→ **STORED DATA**

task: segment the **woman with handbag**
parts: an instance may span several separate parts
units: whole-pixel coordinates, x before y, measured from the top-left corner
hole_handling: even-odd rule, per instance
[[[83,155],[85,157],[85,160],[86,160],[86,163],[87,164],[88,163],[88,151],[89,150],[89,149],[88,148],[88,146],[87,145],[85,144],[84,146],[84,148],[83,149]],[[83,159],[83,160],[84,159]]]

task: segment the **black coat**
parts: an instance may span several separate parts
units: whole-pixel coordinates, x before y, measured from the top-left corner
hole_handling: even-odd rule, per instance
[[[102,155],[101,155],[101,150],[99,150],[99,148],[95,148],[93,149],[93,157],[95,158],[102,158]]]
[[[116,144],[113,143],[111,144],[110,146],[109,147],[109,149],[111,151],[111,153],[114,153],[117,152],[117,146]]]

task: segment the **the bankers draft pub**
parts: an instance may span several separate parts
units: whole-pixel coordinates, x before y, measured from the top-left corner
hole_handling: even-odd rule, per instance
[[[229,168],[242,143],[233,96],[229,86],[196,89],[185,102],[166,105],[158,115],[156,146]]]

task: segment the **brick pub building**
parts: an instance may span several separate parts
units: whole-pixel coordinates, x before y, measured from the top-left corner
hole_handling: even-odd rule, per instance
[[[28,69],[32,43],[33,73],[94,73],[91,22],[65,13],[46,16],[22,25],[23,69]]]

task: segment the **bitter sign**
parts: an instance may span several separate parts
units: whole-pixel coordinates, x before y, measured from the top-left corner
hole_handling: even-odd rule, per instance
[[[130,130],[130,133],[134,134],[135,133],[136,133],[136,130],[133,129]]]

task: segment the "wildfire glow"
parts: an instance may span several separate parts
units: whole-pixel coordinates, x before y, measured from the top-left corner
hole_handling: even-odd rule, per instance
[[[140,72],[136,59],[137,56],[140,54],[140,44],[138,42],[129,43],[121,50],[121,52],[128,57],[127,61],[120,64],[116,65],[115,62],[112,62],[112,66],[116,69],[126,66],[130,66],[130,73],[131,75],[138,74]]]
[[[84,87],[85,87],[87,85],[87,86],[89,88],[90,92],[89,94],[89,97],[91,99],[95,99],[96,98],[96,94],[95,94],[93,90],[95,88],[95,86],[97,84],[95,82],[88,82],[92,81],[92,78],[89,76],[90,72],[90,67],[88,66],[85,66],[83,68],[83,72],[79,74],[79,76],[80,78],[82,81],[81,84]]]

→ **REQUIREMENT**
Copy all of the material above line for line, without changing a single character.

→ **RESULT OF THIS TASK**
task: segment the **woman with handbag**
parts: an instance may span several separate parts
units: whole-pixel coordinates, x before y, measured from the top-left corner
hole_handling: even-odd rule, per instance
[[[83,155],[85,157],[85,160],[86,160],[86,163],[87,164],[88,163],[88,151],[89,150],[89,149],[88,148],[88,146],[87,145],[85,144],[84,146],[84,148],[83,149]],[[83,159],[83,160],[84,159]]]

task: segment the **black coat**
parts: an instance may span several separate parts
units: whole-pixel coordinates, x before y, measured from the top-left corner
hole_handling: even-odd rule, per instance
[[[102,155],[101,155],[101,150],[99,150],[99,148],[95,148],[93,149],[93,157],[95,158],[102,158]]]
[[[116,144],[113,143],[111,144],[110,146],[109,147],[109,149],[111,151],[111,153],[114,153],[117,152],[117,146]]]

task: segment the **the bankers draft pub**
parts: an instance may span several separate parts
units: whole-pixel coordinates, x before y, measured from the top-left corner
hole_handling: even-odd rule, per instance
[[[229,168],[242,143],[233,96],[229,86],[196,89],[185,102],[166,105],[158,115],[156,146]]]

task: segment the **brick pub building**
parts: an instance may span several separate parts
units: whole-pixel coordinates, x before y, measured from the top-left corner
hole_handling: even-odd rule, per instance
[[[28,69],[32,43],[33,73],[94,73],[91,22],[65,13],[46,16],[22,25],[23,69]]]

task: segment the **bitter sign**
parts: an instance may span several separate parts
units: whole-pixel coordinates, x before y, measured from the top-left corner
hole_handling: even-odd rule, per instance
[[[130,130],[130,133],[134,134],[135,133],[136,133],[136,130],[133,129]]]

task: segment the "wildfire glow"
parts: an instance may span several separate parts
units: whole-pixel coordinates, x before y, measured from the top-left corner
hole_handling: even-odd rule, per instance
[[[140,72],[136,59],[137,56],[140,54],[140,44],[138,42],[129,43],[121,50],[121,52],[128,57],[127,61],[120,64],[116,65],[115,62],[112,62],[112,66],[116,69],[126,66],[130,66],[130,73],[131,75],[138,74]]]
[[[84,87],[85,87],[87,85],[87,86],[89,88],[90,92],[89,94],[89,97],[91,99],[95,99],[96,98],[96,94],[95,94],[93,90],[95,88],[95,86],[97,84],[95,82],[88,82],[92,81],[92,78],[89,76],[90,72],[90,67],[88,66],[85,66],[83,68],[83,72],[79,74],[79,76],[80,78],[82,81],[81,84]]]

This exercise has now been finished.